(SOURCE PASSAGE):
“… and to wait for His Son from heaven, whom He raised from the dead, Jesus who delivers us from the wrath to come” (1 Thess. 1:10).
What is this waiting, this expectation? Expectation involves tension.
I know there are many who do their best to turn the great waiting room of this world into a living room in which they make themselves as comfortable and relaxed as possible. Although the train carrying passengers to eternity screams down the track, they act just as though they notice nothing, as though their houses will stand forever, as though there will be no “day of the Lord”. They are sadly mistaken.
Mere waiting is a relaxed resting, with our arms folded and our minds undisturbed. Expectation, however, involves tension. The family of almost any fisherman can tell you what this means. Father has been at sea for months. During his absence there has been bad weather. Once there was such a storm that the family feared the roof would collapse. Many times, Mother and the children went on bended knee to ask Israel’s Protector to watch over Father out there on the turbulent sea. But tonight, according to Mother’s calculations – and she never makes a mistake in this matter – Father is supposed to come home.
They wait. The tension hangs in the air and clings to everything in the room. The tension makes Mother’s hands tremble and the corners of her mouth twitch. The tension is evident in the behaviour of the children: they do not play as they do other evenings. They are somewhat more boisterous, but they are also quieter. Mother picks up her knitting from time to time, but she lays it down as often as she picks it up. Every sound startles her. With every footstep that comes near, she holds her breath. All nerves are taut. She waits. She listens.
Do you now sense what it means to wait for His Son from heaven? He, Jesus, is on the way. He’s coming! It may take a while, or He may arrive tomorrow. No one knows the hour.
Are you familiar with the tension that expectation brings? Do you listen with taut nerves for His footsteps, which can already be heard in the signs of the times?
Could it be that this listening and looking toward heaven will turn us into impractical dreamers? Each day again we are caught up in the hustle and bustle of life with its demands. Is it possible that this tense posture of expectation will leave us unprepared for these demands?
Come now, surely you don’t mean that! Think again of the fisherman’s wife. How busy she is getting everything in perfect order. The furnace is on and the meal is ready, for – Father is coming home! This kind of waiting is a matter of working – and not dreaming.

[Dataset records]
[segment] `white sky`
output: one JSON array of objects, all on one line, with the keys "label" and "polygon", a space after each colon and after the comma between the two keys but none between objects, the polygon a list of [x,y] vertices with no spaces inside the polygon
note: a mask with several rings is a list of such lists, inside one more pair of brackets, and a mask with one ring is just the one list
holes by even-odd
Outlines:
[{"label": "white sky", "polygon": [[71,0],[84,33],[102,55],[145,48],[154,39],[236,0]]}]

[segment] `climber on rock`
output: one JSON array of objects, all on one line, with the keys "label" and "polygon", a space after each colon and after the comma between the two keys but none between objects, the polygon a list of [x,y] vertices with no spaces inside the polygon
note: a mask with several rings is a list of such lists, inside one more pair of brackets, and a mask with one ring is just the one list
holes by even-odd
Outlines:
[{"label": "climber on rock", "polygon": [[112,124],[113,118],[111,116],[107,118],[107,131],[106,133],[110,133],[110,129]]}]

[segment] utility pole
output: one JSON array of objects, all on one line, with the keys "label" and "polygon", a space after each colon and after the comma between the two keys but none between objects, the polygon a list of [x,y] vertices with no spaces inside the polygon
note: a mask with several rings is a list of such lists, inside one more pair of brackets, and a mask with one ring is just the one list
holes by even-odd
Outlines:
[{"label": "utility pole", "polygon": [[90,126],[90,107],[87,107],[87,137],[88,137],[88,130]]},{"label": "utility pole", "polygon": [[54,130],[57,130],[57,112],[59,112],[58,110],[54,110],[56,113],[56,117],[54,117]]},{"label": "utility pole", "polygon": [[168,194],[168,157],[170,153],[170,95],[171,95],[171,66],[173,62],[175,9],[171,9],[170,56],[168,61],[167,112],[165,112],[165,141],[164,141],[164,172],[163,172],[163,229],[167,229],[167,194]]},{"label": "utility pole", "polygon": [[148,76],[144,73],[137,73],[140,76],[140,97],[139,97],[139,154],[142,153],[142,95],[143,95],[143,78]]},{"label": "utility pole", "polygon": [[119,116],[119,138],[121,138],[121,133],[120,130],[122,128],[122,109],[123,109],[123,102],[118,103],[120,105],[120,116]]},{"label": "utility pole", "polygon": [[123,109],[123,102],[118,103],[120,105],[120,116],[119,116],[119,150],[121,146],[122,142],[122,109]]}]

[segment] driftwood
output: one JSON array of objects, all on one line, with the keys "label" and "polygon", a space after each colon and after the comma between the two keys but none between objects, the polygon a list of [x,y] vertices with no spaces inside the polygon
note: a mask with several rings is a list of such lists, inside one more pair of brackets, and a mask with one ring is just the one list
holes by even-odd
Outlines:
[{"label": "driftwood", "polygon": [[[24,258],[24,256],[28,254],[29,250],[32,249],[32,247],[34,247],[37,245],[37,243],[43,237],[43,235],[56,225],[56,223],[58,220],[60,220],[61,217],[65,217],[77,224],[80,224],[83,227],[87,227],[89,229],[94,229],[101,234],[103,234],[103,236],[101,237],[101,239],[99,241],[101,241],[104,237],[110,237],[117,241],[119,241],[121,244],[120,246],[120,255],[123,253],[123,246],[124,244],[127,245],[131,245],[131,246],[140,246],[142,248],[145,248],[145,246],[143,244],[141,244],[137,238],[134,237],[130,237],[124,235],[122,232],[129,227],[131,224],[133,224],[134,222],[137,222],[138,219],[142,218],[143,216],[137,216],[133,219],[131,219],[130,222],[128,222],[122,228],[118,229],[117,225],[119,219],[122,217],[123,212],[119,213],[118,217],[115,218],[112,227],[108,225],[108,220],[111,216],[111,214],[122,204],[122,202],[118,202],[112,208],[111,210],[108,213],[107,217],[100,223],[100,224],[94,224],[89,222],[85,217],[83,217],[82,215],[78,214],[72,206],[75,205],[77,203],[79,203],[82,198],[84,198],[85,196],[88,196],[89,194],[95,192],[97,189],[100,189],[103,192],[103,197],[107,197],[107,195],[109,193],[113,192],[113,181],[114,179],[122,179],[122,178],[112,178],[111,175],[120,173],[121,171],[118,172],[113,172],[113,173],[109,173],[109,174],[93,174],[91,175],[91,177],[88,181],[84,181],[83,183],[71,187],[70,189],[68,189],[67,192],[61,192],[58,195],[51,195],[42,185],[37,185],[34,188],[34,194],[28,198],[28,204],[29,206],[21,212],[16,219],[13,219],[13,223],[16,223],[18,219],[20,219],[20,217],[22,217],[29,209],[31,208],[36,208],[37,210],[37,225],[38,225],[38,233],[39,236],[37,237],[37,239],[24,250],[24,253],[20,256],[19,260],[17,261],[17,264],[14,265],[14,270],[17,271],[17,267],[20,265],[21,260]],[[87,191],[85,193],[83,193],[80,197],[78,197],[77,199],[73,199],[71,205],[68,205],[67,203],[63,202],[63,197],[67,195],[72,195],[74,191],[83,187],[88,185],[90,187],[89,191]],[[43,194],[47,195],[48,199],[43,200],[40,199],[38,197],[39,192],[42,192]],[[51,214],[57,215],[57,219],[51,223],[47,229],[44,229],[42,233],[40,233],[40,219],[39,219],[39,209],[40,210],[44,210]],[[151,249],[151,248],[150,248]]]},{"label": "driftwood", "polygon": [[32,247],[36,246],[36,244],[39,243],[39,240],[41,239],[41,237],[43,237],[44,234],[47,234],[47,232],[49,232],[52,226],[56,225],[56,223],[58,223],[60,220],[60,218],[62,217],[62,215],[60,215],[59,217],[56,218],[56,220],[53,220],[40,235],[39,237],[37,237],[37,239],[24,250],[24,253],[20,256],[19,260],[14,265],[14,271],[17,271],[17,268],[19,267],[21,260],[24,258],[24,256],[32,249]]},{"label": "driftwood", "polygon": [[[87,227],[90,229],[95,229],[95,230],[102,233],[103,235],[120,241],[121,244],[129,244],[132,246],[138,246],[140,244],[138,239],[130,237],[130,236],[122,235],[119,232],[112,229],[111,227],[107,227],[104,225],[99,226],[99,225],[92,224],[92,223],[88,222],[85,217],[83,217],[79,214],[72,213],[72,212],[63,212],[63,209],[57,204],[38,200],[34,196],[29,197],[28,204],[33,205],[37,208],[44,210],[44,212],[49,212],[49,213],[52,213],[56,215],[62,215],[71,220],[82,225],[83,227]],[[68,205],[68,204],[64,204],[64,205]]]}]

(SET PROBLEM): Reproduce word for word the part of the devotional passage on waiting for Christ's return starting at "Are you familiar" and ending at "for these demands?".

(FINAL ANSWER):
Are you familiar with the tension that expectation brings? Do you listen with taut nerves for His footsteps, which can already be heard in the signs of the times?
Could it be that this listening and looking toward heaven will turn us into impractical dreamers? Each day again we are caught up in the hustle and bustle of life with its demands. Is it possible that this tense posture of expectation will leave us unprepared for these demands?